┏━━

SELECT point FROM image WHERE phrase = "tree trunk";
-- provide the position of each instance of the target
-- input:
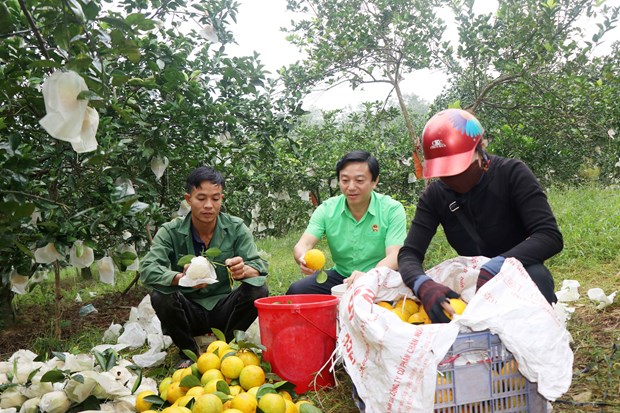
(7, 314)
(58, 298)
(86, 273)
(415, 139)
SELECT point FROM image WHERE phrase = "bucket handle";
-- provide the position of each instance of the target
(297, 311)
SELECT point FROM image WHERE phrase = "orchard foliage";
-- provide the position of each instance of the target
(160, 77)
(167, 91)
(536, 74)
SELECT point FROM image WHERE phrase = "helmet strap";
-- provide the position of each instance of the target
(485, 162)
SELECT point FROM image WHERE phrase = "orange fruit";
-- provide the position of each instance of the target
(251, 376)
(315, 259)
(272, 403)
(142, 405)
(458, 305)
(248, 357)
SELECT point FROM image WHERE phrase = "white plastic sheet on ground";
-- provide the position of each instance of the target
(598, 296)
(394, 364)
(142, 326)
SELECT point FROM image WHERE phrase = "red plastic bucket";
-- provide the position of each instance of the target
(299, 333)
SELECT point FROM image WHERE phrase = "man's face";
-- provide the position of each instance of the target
(356, 183)
(205, 201)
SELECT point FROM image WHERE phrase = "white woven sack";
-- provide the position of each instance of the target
(394, 364)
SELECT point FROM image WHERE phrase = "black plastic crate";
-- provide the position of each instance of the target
(491, 383)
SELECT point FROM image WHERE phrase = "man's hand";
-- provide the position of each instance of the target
(483, 277)
(238, 269)
(302, 265)
(354, 276)
(433, 296)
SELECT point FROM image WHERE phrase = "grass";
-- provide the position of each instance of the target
(589, 219)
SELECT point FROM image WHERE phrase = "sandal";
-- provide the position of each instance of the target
(184, 363)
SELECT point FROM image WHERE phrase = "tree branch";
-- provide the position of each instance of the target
(488, 87)
(33, 26)
(40, 198)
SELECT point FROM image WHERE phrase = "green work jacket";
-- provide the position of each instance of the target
(174, 240)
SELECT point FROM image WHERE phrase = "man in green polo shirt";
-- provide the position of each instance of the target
(364, 229)
(186, 312)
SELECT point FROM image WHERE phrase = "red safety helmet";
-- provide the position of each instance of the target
(449, 140)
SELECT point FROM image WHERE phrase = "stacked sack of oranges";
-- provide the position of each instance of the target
(412, 312)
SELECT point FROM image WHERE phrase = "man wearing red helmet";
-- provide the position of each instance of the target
(487, 205)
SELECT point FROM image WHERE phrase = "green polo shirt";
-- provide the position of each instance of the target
(359, 245)
(174, 240)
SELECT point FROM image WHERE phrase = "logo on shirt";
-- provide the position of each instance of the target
(437, 143)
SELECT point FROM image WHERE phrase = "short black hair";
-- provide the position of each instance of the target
(201, 174)
(359, 156)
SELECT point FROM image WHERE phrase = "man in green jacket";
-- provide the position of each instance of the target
(186, 312)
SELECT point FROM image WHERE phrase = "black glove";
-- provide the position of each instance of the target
(432, 294)
(483, 277)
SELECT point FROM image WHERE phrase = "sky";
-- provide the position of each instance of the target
(258, 29)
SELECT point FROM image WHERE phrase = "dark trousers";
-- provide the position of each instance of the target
(182, 319)
(544, 281)
(308, 285)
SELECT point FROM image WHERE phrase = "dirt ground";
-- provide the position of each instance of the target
(34, 322)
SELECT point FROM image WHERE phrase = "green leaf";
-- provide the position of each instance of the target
(212, 252)
(190, 381)
(191, 355)
(79, 250)
(218, 333)
(156, 400)
(60, 356)
(264, 389)
(32, 374)
(137, 382)
(90, 403)
(53, 376)
(255, 281)
(184, 260)
(26, 251)
(6, 23)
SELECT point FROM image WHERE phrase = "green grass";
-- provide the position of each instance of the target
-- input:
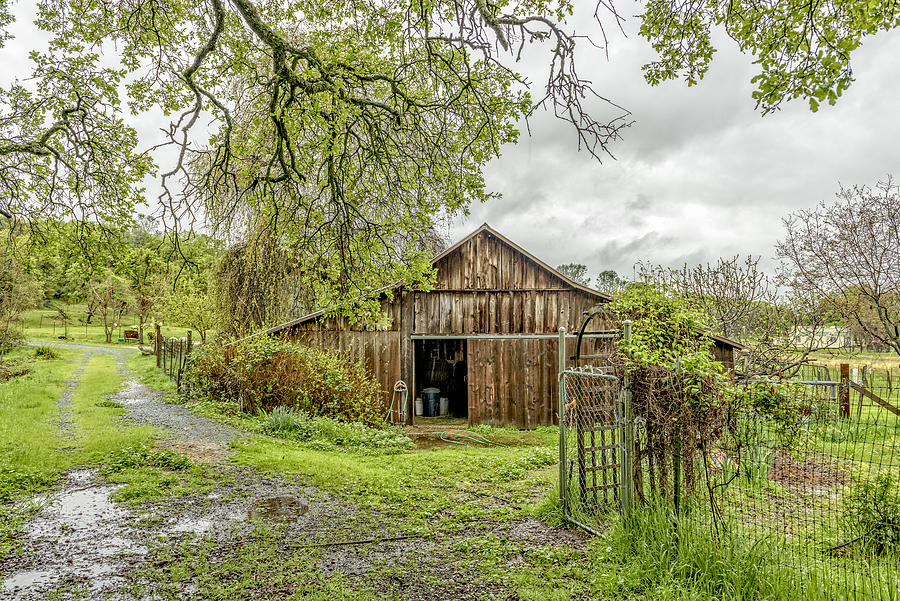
(100, 429)
(143, 367)
(45, 324)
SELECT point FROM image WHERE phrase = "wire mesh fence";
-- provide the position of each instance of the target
(591, 446)
(172, 356)
(808, 469)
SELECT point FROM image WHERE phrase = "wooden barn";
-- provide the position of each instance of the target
(485, 336)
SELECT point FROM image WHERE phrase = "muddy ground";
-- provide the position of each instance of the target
(82, 544)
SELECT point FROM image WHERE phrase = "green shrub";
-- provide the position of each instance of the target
(46, 352)
(110, 404)
(144, 456)
(14, 482)
(666, 556)
(325, 433)
(872, 512)
(264, 373)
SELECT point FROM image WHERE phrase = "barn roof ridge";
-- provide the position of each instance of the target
(483, 228)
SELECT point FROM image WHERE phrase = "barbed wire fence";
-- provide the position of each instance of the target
(172, 354)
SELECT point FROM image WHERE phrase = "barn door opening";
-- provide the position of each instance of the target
(442, 365)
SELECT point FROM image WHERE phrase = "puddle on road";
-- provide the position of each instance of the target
(285, 508)
(78, 534)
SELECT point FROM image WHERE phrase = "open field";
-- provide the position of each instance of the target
(197, 502)
(46, 324)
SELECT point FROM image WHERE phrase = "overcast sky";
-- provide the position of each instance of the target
(699, 175)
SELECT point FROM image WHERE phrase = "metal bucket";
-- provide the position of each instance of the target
(431, 402)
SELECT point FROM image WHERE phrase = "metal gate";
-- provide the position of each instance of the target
(594, 407)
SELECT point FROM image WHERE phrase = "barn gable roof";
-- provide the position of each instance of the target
(485, 229)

┗━━

:: WHAT IS REQUIRED ::
Restate every record exactly, please; do not copy the pictures.

:: RESULT FOR THIS EXERCISE ::
SELECT point FROM image WHERE phrase = "tree trunk";
-- provide the position of each instance of the target
-- input:
(7, 314)
(58, 298)
(86, 273)
(415, 139)
SELECT point FROM image WHERE phrase = "bucket handle";
-- provide the position of each instance of the target
(297, 311)
SELECT point FROM image WHERE phrase = "orchard foliage";
-- provide the position of each instance of the target
(160, 77)
(167, 91)
(536, 74)
SELECT point FROM image WHERE phrase = "helmet strap";
-- provide the position of each instance of the target
(485, 162)
SELECT point FROM image WHERE phrase = "orange fruit";
-- provide the position of each instance of the target
(251, 376)
(315, 259)
(272, 403)
(142, 405)
(458, 305)
(248, 357)
SELECT point FROM image WHERE phrase = "white plastic sheet on ground";
-- provide the position of each instance of the target
(598, 296)
(394, 364)
(142, 326)
SELECT point FROM image WHERE phrase = "red plastic bucket";
-- provide the position of each instance of the target
(299, 333)
SELECT point FROM image WHERE phrase = "man's face";
-- provide the position of each instance of the target
(356, 183)
(205, 201)
SELECT point FROM image WHERE phrase = "white woven sack";
-- provide the position of each instance of the target
(394, 364)
SELECT point FROM image WHERE phrase = "black plastic crate";
-- provide the position of each instance of the target
(491, 383)
SELECT point FROM image WHERE phrase = "man's hand";
-- provide the position of each instance of the target
(483, 277)
(238, 269)
(302, 265)
(354, 276)
(433, 296)
SELECT point FROM image WHERE phrase = "grass";
-- provide the position of each instance of the target
(589, 219)
SELECT point FROM image WHERE phrase = "sandal";
-- provide the position of each instance of the target
(184, 363)
SELECT point FROM image WHERE phrase = "tree branch";
-- provide the position of each instance of the target
(488, 87)
(33, 26)
(40, 198)
SELECT point FROM image WHERE phrase = "green work jacket";
-- provide the position of each instance of the target
(174, 240)
SELECT point FROM image WHERE phrase = "man in green polo shirt";
-- provide the position of each instance of the target
(364, 229)
(186, 312)
SELECT point FROM image WHERE phrase = "red safety helmet";
-- provide the position of each instance of the target
(449, 140)
SELECT point FROM image WHERE phrase = "stacked sack of oranges";
-- provide the position of each instance of the target
(412, 312)
SELECT point FROM image WHERE phrase = "man wearing red helmet";
-- provide the position of each instance of the target
(487, 205)
SELECT point FROM image WHERE phrase = "green polo shirt";
-- provide the position of each instance of the target
(359, 245)
(174, 240)
SELECT point FROM image WHERE phrase = "logo on shirt";
-- provide the position of each instance of the target
(437, 143)
SELECT point FROM image WHERE phrase = "short black hair";
-- provide the position of each instance of the target
(201, 174)
(359, 156)
SELECT point FROM image WHERE phrase = "man in green jacket";
-- provide the position of each instance of the target
(186, 312)
SELECT point FROM image WHERE phrase = "black glove";
-- provide the position of each instance of the target
(432, 294)
(483, 277)
SELECT point FROM image WHERE phrase = "sky";
-- provide the position of each instance of the target
(258, 29)
SELECT point FROM image WHERE phrase = "dark trousers";
-- provide the position of each instance of the target
(182, 319)
(544, 281)
(308, 285)
SELECT point FROM image WHERE phrase = "dirt ground";
-- provide the position of each instance of the target
(34, 322)
SELECT point FROM image WHERE phrase = "green leaf";
-- provide the position of each instance of the target
(212, 252)
(190, 381)
(191, 355)
(79, 250)
(218, 333)
(156, 400)
(60, 356)
(264, 389)
(32, 374)
(137, 382)
(90, 403)
(53, 376)
(255, 281)
(184, 260)
(26, 251)
(6, 23)
SELECT point FROM image WHERE phrase = "green grass";
-- provide the position of each instance of the target
-- input:
(100, 429)
(143, 367)
(45, 324)
SELECT point FROM image WHERE phrase = "wire mesh fence";
-- provide the position of each instance of the target
(591, 446)
(172, 356)
(808, 469)
SELECT point FROM image WHERE phrase = "wooden barn";
-- provide the position of each instance of the target
(485, 336)
SELECT point FROM image WHERE phrase = "muddy ground";
-- provide the position of each instance of the target
(82, 544)
SELECT point FROM image WHERE phrase = "green shrub";
-- provide the position of each instance of the target
(46, 352)
(110, 404)
(144, 456)
(14, 482)
(666, 556)
(325, 433)
(872, 512)
(264, 373)
SELECT point FROM image WHERE phrase = "barn roof ridge";
-- provide the position of each instance of the target
(483, 228)
SELECT point FROM image WHERE phrase = "barbed wire fence";
-- provide the position of each instance of the target
(172, 354)
SELECT point FROM image WHERE phrase = "barn door opening";
-- provide the position of each instance of the target
(442, 365)
SELECT point FROM image WHERE phrase = "puddle on road";
-- provide the position of each instance of the target
(285, 508)
(78, 534)
SELECT point FROM image WHERE phrase = "open field";
-- provide the position of each instance of the target
(197, 502)
(46, 324)
SELECT point FROM image WHERE phrase = "overcast sky";
-- provide the position of each instance of the target
(699, 175)
SELECT point FROM image WHERE phrase = "metal bucket";
-- provide the position of each instance of the target
(431, 402)
SELECT point FROM image WHERE phrase = "metal gate";
-- provide the position of each instance of the target
(594, 407)
SELECT point FROM image WHERE phrase = "barn gable roof";
-- provide the position of each instance of the target
(485, 229)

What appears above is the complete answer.